- **BRANO DELL'ESERCIZIO**
※

SANITÀ DEL FUTURO

Specializzazioni mezze vuote, pronto soccorso senza medici

Nonostante l'invocato aumento delle borse di studio, è lontano il sold out degli aspiranti camici bianchi. Emergenza-Urgenza: in Piemonte solo 23 iscritti du 36 posizioni. L'attrazione del lavoro a gettone riduce gli accessi dei neolaureati

Si pensava e sperava di colmare almeno in parte, per i prossimi anni, la carenza di medici aumentando il numero dei posti nei corsi di specializzazione. I dati che arrivano dalle scuole universitarie sembrano indicare il fallimento di questa azione, ponendo anzi una serie di ulteriori e più complessi problemi. Le cifre sono chiare e indicano come un banco su quattro nelle scuole di specializzazione è rimasto vuoto. A fronte di 16.165 posti disponibili (aumentati proprio in seguito all’emergenza), ne sono stati coperti soltanto 11.688 rispetto a 14.036 candidature.

Balza subito all’occhio non solo la disponibilità di borse di studio decisamente superiore rispetto alle domande, ma soprattutto quei circa 3mila neolaureati rimasti fuori, lasciando ancora una volta scoperti soprattutto quei posti nelle specialità più richieste, incominciando proprio dall’Emergenza-Urgenza la cui carenza si riflette ormai da molto tempo nei Pronto Soccorso. In questo caso rispetto agli 855 contratti di specializzazione disponibili i futuri urgentisti sono soltanto 266, pari al 31% rispetto ai posti disponibili.

※

- **INSIEME DI RIGHE**
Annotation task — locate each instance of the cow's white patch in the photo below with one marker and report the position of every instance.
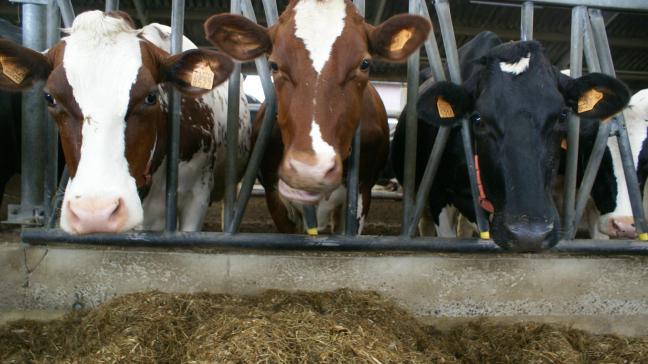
(518, 67)
(319, 23)
(635, 115)
(102, 58)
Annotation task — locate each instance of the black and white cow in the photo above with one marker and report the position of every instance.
(517, 103)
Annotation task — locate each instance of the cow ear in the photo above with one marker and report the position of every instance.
(595, 96)
(237, 36)
(197, 71)
(443, 104)
(21, 67)
(398, 37)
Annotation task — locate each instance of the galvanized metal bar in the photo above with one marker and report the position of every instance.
(173, 123)
(576, 69)
(112, 5)
(51, 131)
(33, 124)
(268, 122)
(67, 12)
(526, 23)
(353, 169)
(409, 178)
(607, 66)
(233, 108)
(603, 4)
(320, 243)
(141, 13)
(452, 57)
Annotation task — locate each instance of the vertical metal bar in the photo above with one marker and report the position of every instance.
(353, 168)
(173, 123)
(452, 56)
(576, 69)
(607, 66)
(268, 122)
(51, 162)
(112, 5)
(33, 120)
(67, 12)
(409, 175)
(233, 107)
(141, 14)
(526, 24)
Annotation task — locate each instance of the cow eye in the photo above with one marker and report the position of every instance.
(49, 99)
(151, 98)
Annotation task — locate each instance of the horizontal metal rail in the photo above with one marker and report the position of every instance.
(319, 243)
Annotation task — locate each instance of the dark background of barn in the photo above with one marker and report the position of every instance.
(628, 32)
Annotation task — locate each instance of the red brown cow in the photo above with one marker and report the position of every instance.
(320, 55)
(105, 89)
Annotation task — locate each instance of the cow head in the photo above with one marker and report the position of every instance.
(102, 89)
(518, 103)
(320, 56)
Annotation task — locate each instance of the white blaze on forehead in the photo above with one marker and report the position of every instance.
(101, 61)
(319, 23)
(518, 67)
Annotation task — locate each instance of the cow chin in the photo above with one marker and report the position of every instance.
(525, 237)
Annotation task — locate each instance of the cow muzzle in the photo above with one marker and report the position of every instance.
(96, 215)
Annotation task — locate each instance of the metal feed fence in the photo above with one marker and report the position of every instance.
(588, 37)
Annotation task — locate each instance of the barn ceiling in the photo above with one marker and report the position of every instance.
(627, 31)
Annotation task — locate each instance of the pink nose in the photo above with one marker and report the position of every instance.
(96, 215)
(621, 227)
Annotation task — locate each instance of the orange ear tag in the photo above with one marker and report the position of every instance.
(444, 108)
(13, 72)
(588, 100)
(203, 77)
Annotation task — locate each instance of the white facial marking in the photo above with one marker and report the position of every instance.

※

- **ESERCIZIO**
Per favore, trascrivi parola per parola il passo dell'articolo sulla carenza di medici compreso tra "SANITÀ DEL FUTURO" e "a 14.036 candidature.", estremi inclusi. Le righe non servono per questo lavoro.

- **RISPOSTA**
SANITÀ DEL FUTURO

Specializzazioni mezze vuote, pronto soccorso senza medici

Nonostante l'invocato aumento delle borse di studio, è lontano il sold out degli aspiranti camici bianchi. Emergenza-Urgenza: in Piemonte solo 23 iscritti du 36 posizioni. L'attrazione del lavoro a gettone riduce gli accessi dei neolaureati

Si pensava e sperava di colmare almeno in parte, per i prossimi anni, la carenza di medici aumentando il numero dei posti nei corsi di specializzazione. I dati che arrivano dalle scuole universitarie sembrano indicare il fallimento di questa azione, ponendo anzi una serie di ulteriori e più complessi problemi. Le cifre sono chiare e indicano come un banco su quattro nelle scuole di specializzazione è rimasto vuoto. A fronte di 16.165 posti disponibili (aumentati proprio in seguito all’emergenza), ne sono stati coperti soltanto 11.688 rispetto a 14.036 candidature.